■ SELECTED EXTRACT ■
----

In 1973, Golda Meir contacted Katzir at Harvard University, asking him to accept the presidency. He hebraicized his family name to Katzir, which means 'harvest'.

On 10 March 1973, Katzir was elected by the Knesset to serve as the fourth President of Israel. He received 66 votes to 41 cast in favour of his opponent Ephraim Urbach and he assumed office on 24 May 1973. During his appointment, UN approved resolution 3379 which condemned "Zionism as Racism". He was involved in the dispute between Mexico (where the resolution was initially promoted during the World Conference on Women, 1975) and the US Jewish community because of a touristic boycott against Mexico directed from the latter.

In November 1977, he hosted President Anwar Sadat of Egypt in the first ever official visit to Israeli-controlled territory by an Arab head of state. As of today, it remains the only such visit.

In 1978, he declined to stand for a second term due to his wife's illness, and was succeeded by Yitzhak Navon. After stepping down as President, he returned to his scientific work.

== Awards and recognition ==
- In 1959, Katzir was awarded the Israel Prize in life sciences.

----

■ DATASET CONTENT ■
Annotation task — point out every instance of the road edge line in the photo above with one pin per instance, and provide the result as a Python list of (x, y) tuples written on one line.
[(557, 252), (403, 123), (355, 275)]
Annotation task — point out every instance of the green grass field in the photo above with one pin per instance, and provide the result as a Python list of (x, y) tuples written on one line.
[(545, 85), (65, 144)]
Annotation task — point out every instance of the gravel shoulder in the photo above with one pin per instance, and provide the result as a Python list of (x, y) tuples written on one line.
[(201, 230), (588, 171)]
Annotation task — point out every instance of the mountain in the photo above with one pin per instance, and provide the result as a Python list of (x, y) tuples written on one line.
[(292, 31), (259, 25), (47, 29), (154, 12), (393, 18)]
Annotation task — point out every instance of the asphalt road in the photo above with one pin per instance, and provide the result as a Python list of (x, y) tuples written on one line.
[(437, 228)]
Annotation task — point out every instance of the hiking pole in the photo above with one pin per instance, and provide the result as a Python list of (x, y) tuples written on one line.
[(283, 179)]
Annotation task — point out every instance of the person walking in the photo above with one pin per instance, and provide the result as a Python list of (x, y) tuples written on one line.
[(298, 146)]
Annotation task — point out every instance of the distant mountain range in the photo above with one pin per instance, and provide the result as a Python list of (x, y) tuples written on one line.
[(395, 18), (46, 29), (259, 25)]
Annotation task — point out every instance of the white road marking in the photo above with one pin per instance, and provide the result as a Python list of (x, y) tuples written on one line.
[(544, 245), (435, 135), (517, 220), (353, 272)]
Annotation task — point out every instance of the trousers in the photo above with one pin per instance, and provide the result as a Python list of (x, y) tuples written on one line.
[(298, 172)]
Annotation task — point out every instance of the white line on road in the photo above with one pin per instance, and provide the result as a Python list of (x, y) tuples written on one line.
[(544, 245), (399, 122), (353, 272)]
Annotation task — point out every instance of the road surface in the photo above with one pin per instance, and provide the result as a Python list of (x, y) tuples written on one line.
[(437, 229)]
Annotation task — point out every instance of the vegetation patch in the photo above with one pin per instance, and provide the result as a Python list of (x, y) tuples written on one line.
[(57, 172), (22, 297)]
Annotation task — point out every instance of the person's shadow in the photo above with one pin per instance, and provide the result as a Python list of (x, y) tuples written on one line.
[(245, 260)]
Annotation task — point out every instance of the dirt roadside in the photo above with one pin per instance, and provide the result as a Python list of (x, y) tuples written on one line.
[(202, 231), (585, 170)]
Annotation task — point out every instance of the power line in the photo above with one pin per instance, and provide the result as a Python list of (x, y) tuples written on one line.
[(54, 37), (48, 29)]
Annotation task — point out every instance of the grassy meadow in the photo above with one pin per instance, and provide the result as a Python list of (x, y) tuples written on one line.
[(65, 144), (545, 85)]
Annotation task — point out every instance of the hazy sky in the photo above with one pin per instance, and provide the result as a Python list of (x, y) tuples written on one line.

----

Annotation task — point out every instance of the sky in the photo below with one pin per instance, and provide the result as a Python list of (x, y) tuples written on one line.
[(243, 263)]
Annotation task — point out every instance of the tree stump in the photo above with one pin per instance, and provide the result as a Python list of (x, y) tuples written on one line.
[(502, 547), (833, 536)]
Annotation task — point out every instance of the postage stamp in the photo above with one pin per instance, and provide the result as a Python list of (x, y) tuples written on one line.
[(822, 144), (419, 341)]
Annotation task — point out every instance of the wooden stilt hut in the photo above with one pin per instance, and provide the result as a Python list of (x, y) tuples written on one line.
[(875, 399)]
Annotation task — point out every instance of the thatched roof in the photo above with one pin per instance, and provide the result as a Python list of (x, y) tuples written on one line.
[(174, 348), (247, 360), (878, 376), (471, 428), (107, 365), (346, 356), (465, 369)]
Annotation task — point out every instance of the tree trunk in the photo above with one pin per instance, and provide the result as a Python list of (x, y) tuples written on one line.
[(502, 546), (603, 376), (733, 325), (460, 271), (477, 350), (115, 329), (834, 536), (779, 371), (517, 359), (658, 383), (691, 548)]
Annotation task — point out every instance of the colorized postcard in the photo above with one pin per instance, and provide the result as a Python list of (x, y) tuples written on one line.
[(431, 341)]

----

■ EXERCISE INSTRUCTIONS ■
Continue the biographical text on Katzir from its last line.

■ ANSWER BOX ■
- In 1966, he was elected to the American Philosophical Society
- In 1966, he was elected to the United States National Academy of Sciences
- In 1972, he was awarded the Sir Hans Krebs Medal of the Federation of European Biochemical Societies
- In 1976, he was elected to the American Philosophical Society
- In 1977, he was elected a Foreign Member of the Royal Society (ForMemRS)
- In 1985, he was awarded the Japan Prize.
- In 2000, the Rashi Foundation established the Katzir Scholarship Program in honor of Katzir, one of the first members of its board of directors.
- He is also a recipient of the Tchernichovsky Prize for exemplary translation.

He also received honorary degrees from various scientific societies and universities worldwide. The Department of Biotechnology Engineering at the ORT Braude Academic College of Engineering in Karmiel was named after him during his lifetime.